**Exercise task**
Render the entire listing below as a numbered list, omitting any blank lines.

[Position identification records]
::::::::::
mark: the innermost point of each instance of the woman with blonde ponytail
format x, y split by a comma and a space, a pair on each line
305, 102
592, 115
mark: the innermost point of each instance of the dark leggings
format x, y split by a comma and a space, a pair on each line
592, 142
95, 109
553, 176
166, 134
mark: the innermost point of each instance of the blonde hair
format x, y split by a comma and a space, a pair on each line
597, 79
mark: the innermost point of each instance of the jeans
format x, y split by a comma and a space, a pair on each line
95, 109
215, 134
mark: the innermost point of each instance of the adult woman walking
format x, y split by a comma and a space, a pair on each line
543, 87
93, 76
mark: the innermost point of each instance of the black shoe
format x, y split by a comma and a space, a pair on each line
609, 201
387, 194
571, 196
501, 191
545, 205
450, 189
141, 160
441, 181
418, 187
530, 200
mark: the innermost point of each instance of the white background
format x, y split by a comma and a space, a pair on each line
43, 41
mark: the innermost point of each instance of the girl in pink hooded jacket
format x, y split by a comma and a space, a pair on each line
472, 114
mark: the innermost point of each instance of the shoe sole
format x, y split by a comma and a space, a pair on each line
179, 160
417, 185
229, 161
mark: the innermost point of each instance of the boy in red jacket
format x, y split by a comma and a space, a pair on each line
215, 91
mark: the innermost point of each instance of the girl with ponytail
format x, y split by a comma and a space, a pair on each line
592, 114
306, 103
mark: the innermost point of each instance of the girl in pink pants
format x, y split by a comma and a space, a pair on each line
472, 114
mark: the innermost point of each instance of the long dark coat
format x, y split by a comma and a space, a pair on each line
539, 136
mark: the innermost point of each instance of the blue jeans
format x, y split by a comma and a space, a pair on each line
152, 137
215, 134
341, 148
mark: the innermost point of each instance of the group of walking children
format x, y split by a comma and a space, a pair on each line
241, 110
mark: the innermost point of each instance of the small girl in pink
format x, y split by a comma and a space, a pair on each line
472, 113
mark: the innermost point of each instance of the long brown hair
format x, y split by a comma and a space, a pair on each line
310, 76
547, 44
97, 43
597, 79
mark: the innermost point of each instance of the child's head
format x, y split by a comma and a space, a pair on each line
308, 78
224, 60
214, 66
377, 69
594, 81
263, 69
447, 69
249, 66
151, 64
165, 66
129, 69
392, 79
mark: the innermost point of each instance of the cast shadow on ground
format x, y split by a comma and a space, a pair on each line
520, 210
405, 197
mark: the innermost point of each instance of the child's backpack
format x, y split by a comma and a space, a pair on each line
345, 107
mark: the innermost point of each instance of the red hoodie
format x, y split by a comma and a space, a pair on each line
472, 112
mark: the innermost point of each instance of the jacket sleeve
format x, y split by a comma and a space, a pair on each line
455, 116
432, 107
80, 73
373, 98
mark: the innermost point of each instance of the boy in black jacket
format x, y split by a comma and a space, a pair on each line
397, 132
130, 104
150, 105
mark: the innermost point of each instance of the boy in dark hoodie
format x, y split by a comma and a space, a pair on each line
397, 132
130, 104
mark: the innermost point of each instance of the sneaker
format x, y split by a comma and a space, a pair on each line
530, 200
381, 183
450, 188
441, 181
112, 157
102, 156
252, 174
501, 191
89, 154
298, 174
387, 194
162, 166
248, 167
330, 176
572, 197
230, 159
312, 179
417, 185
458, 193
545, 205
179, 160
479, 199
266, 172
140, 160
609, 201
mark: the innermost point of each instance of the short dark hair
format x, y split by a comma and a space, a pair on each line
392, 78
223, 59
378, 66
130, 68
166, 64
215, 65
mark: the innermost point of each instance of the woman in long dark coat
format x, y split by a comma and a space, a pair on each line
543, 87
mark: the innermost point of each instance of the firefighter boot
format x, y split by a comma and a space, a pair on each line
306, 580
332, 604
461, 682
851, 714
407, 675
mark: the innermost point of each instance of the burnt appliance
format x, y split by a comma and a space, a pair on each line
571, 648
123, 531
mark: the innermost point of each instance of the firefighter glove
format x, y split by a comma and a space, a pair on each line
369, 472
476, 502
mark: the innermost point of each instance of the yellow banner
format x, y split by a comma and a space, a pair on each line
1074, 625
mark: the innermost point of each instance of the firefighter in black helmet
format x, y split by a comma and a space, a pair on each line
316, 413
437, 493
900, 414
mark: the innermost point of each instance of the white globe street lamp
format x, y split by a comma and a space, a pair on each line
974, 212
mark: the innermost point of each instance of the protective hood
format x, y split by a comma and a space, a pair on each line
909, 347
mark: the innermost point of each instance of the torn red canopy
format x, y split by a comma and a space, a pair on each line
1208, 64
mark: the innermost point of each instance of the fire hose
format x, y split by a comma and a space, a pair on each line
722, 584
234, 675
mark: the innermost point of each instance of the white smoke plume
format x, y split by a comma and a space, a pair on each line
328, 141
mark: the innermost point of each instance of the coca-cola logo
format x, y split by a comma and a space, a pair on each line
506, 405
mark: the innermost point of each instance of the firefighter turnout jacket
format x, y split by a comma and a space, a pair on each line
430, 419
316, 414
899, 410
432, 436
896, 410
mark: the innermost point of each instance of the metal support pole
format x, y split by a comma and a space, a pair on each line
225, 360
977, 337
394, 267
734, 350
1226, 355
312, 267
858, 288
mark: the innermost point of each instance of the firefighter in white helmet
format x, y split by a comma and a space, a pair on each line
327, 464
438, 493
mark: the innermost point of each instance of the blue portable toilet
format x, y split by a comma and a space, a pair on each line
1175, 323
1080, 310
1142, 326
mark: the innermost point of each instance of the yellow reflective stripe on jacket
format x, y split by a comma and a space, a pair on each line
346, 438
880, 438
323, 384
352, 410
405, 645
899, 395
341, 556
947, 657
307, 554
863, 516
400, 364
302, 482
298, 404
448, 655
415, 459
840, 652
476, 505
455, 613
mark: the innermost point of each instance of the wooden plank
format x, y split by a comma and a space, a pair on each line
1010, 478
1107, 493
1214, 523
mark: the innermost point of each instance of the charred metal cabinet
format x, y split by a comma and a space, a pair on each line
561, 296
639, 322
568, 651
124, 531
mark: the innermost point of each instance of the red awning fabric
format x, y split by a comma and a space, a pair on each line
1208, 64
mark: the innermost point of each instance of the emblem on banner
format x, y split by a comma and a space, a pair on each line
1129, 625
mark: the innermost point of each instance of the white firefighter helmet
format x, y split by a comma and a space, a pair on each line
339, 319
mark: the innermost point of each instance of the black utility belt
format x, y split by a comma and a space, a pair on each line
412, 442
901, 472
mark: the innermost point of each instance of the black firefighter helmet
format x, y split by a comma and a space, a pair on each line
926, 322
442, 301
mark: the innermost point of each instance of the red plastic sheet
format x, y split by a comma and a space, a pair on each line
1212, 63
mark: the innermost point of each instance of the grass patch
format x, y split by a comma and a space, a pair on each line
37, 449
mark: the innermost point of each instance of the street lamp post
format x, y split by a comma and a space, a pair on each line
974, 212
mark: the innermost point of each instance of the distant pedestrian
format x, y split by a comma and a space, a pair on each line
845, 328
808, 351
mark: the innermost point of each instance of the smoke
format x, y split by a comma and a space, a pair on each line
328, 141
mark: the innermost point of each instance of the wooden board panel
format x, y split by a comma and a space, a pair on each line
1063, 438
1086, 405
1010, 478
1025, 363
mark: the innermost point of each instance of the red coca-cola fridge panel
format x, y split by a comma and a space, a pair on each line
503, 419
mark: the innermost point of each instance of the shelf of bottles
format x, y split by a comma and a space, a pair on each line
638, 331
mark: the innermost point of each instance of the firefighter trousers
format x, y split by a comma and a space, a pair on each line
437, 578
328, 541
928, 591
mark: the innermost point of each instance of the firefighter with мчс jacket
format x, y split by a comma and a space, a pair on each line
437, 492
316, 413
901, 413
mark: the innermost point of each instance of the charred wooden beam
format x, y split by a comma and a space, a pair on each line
::::::::::
**Final result**
1. mark: the innermost point of each instance of the woman with blonde ponytail
2. format x, y split by a comma and a space, a pair on each line
3. 305, 102
4. 592, 115
5. mark: the innermost point of each instance of the dark leggings
6. format x, y split by a comma and a space, a pair on each line
7. 592, 142
8. 95, 109
9. 553, 176
10. 166, 134
11. mark: the innermost point of each instance of the blonde hair
12. format x, y split by a comma and a space, a pair on each line
13. 597, 79
14. mark: the innermost point of each instance of the jeans
15. format x, y split by a comma and a space, a pair on each line
16. 95, 109
17. 215, 134
18. mark: the innermost point of each instance of the adult woman walking
19. format x, y split by a comma and a space, a pair on each line
20. 543, 87
21. 93, 76
22. mark: the innermost point of each instance of the black shoe
23. format x, y split by a comma and a space, a pair on each line
24. 609, 201
25. 387, 194
26. 571, 196
27. 501, 191
28. 545, 205
29. 450, 189
30. 141, 160
31. 441, 181
32. 418, 187
33. 530, 200
34. mark: the innermost point of each instance of the white background
35. format x, y split by a comma and a space, a pair on each line
36. 43, 41
37. mark: the innermost point of each instance of the girl in pink hooded jacket
38. format x, y split by a comma and a space, a pair on each line
39. 472, 114
40. mark: the innermost point of each instance of the shoe sole
41. format x, y split by a comma and a space, a pair on each line
42. 179, 160
43. 417, 185
44. 229, 161
45. mark: the innermost point of each instance of the boy in red jacket
46. format x, y split by a comma and a space, a pair on each line
47. 215, 91
48. mark: the innermost point of each instance of the girl with ponytail
49. format x, y split by a comma and a space, a pair on each line
50. 592, 114
51. 306, 103
52. mark: the innermost point of each instance of the girl in pink pants
53. format x, y split by a comma and a space, a pair on each line
54. 472, 114
55. mark: the innermost point of each instance of the long dark coat
56. format x, y split by a comma and a space, a pair on each line
57. 539, 136
58. mark: the innermost point of each instance of the blue jeans
59. format x, y split by a comma and a space, a pair on each line
60. 152, 137
61. 215, 134
62. 341, 148
63. mark: the innermost point of each instance of the group of walking children
64. format x, y split by a comma and a space, a pair on each line
65. 241, 110
66. mark: the innermost point of each instance of the small girl in pink
67. format x, y split by a comma and a space, a pair on each line
68. 472, 113
69. mark: the innermost point of each instance of the long brown hair
70. format x, y split by a comma and a space, a pair on each line
71. 310, 76
72. 547, 44
73. 97, 43
74. 597, 79
75. mark: the innermost point of each instance of the child's head
76. format x, y split by a comma and a space, a pair on each line
77. 308, 78
78. 224, 60
79. 214, 66
80. 377, 69
81. 594, 81
82. 263, 69
83. 447, 69
84. 249, 66
85. 151, 64
86. 165, 66
87. 129, 69
88. 392, 79
89. mark: the innermost point of each instance of the cast shadow on ground
90. format x, y split by a comma and a space, a pair on each line
91. 520, 210
92. 405, 197
93. mark: the innermost point of each instance of the child's backpack
94. format x, y split by a comma and a space, a pair on each line
95. 345, 107
96. mark: the innermost point of each instance of the red hoodie
97. format x, y split by a comma and a space, a pair on each line
98. 472, 112
99. mark: the innermost point of each instance of the jacket sleeve
100. format x, y split by a comma and a space, a pair on each line
101. 455, 116
102. 432, 107
103. 80, 73
104. 373, 98
105. mark: the innermost point of each instance of the boy in black jacket
106. format x, y split by a comma and a space, a pair on each line
107. 397, 132
108. 130, 104
109. 150, 105
110. mark: the innermost point of each instance of the boy in dark hoodie
111. format x, y split by a comma and a space, a pair on each line
112. 397, 132
113. 130, 104
114. mark: the innermost point of each instance of the sneaker
115. format x, y split by a comma and a space, a pair on each line
116. 530, 200
117. 381, 183
118. 450, 188
119. 441, 181
120. 112, 157
121. 102, 156
122. 252, 174
123. 501, 191
124. 89, 154
125. 298, 174
126. 387, 194
127. 162, 166
128. 248, 167
129. 330, 176
130. 572, 197
131. 230, 159
132. 312, 179
133. 417, 185
134. 458, 193
135. 545, 205
136. 179, 160
137. 479, 199
138. 266, 172
139. 140, 160
140. 609, 201
141. mark: the innermost point of each instance of the short dark hair
142. format x, y split by a comma and a space, a pair on each line
143. 392, 78
144. 223, 59
145. 378, 66
146. 130, 68
147. 166, 64
148. 215, 65
149. mark: the innermost point of each instance of the woman in long dark coat
150. format x, y split by a comma and a space, a pair on each line
151. 543, 87
152. mark: the innermost point of each instance of the firefighter boot
153. format x, y split by a comma and a space, a pair on each line
154. 306, 580
155. 332, 604
156. 461, 682
157. 851, 714
158. 407, 675
159. mark: the innermost point of each instance of the burnt appliance
160. format x, y split by a comma and a space, a pair on each line
161. 571, 648
162. 123, 531
163. mark: the innermost point of each instance of the firefighter glove
164. format x, y split by a comma and a space, a pair on each line
165. 369, 472
166. 476, 502
167. mark: the innermost point of each instance of the yellow banner
168. format x, y split by a comma and a space, a pair on each line
169. 1074, 625
170. mark: the innermost point of each instance of the firefighter in black helmet
171. format x, y split by a comma and a space, a pair on each line
172. 316, 413
173. 437, 493
174. 900, 414
175. mark: the innermost point of each instance of the white globe street lamp
176. format x, y split by a comma and a space, a pair on each line
177. 974, 212
178. mark: the innermost point of each instance of the protective hood
179. format x, y split by a comma and a space, a pair on each line
180. 909, 347
181. mark: the innermost point of each instance of the torn red canopy
182. format x, y split by a comma and a space, a pair on each line
183. 1208, 64
184. mark: the innermost point of each instance of the fire hose
185. format x, y split by a comma and a space, a pair on each line
186. 722, 584
187. 234, 675
188. mark: the innermost point of each instance of the white smoke plume
189. format x, y split by a comma and a space, a pair on each line
190. 328, 141
191. mark: the innermost point of each instance of the coca-cola logo
192. format x, y split by a comma and a space, a pair on each line
193. 506, 405
194. mark: the innermost point of each instance of the firefighter turnout jacket
195. format x, y split by a comma and a space, a pair on each line
196. 430, 419
197. 316, 414
198. 899, 410
199. 432, 436
200. 896, 410
201. mark: the innermost point of each instance of the metal support pole
202. format x, y split by a comma and a space, a pair on each line
203. 225, 360
204. 977, 337
205. 394, 267
206. 734, 350
207. 1226, 355
208. 312, 267
209. 858, 288
210. mark: the innermost point of each instance of the firefighter in white helmet
211. format x, y split by a comma and a space, a pair on each line
212. 327, 464
213. 438, 493
214. mark: the innermost point of each instance of the blue portable toilet
215. format x, y split by a comma and a space, a pair on each line
216. 1175, 323
217. 1080, 310
218. 1142, 326
219. mark: the innermost point of each instance of the yellow reflective stripe on jacket
220. format x, y split by a comma and a space, a pair on each line
221. 346, 438
222. 880, 438
223. 323, 384
224. 352, 410
225. 405, 645
226. 899, 395
227. 341, 556
228. 947, 657
229. 307, 554
230. 863, 516
231. 400, 364
232. 302, 482
233. 298, 404
234. 448, 655
235. 415, 459
236. 840, 652
237. 476, 505
238. 455, 613
239. mark: the innermost point of each instance of the wooden plank
240. format x, y split by a comma and a space, a pair on each line
241. 1010, 478
242. 1107, 493
243. 1214, 523
244. mark: the innermost point of each instance of the charred metal cabinet
245. format x, y split by a comma and a space, a pair on each line
246. 561, 296
247. 639, 322
248. 568, 651
249. 124, 531
250. mark: the innermost point of each instance of the red awning fabric
251. format x, y split by a comma and a space, a pair on each line
252. 1208, 64
253. mark: the innermost point of each instance of the emblem on banner
254. format x, y split by a comma and a space, a pair on each line
255. 1129, 625
256. mark: the innermost point of each instance of the white firefighter helmet
257. format x, y split by a comma and a space, a pair on each line
258. 339, 319
259. mark: the innermost point of each instance of the black utility belt
260. format x, y split by a comma and a space, a pair on each line
261. 412, 442
262. 901, 472
263. mark: the innermost point of each instance of the black firefighter helmet
264. format x, y split by a comma and a space, a pair on each line
265. 926, 322
266. 442, 301
267. mark: the innermost point of each instance of the red plastic sheet
268. format x, y split by a comma and a space, a pair on each line
269. 1212, 63
270. mark: the innermost point of each instance of the grass patch
271. format x, y split by a comma and a space, a pair on each line
272. 37, 449
273. mark: the innermost point of each instance of the street lamp post
274. format x, y split by a comma and a space, a pair on each line
275. 974, 212
276. mark: the innermost point of each instance of the distant pedestrian
277. format x, y split by a comma and a space, a pair on each line
278. 845, 328
279. 808, 351
280. mark: the innermost point of each instance of the smoke
281. format x, y split by a comma and a space, a pair on each line
282. 328, 141
283. mark: the innermost point of each instance of the wooden board panel
284. format x, y split by a comma and a space, a pair on each line
285. 1063, 438
286. 1086, 405
287. 1010, 478
288. 1025, 363
289. mark: the innermost point of each instance of the red coca-cola fridge panel
290. format x, y split by a comma and a space, a pair on each line
291. 503, 419
292. mark: the innermost point of each instance of the shelf of bottles
293. format x, y split by a comma and a space, a pair on each line
294. 638, 331
295. mark: the innermost point of each instance of the firefighter trousers
296. format x, y split by a comma and a space, a pair on each line
297. 437, 578
298. 328, 541
299. 928, 591
300. mark: the innermost point of each instance of the firefighter with мчс jacket
301. format x, y split by a comma and a space, a pair on each line
302. 437, 492
303. 316, 413
304. 901, 413
305. mark: the innermost point of each instance of the charred wooden beam
306. format x, y split by a comma and a space, a pair on each line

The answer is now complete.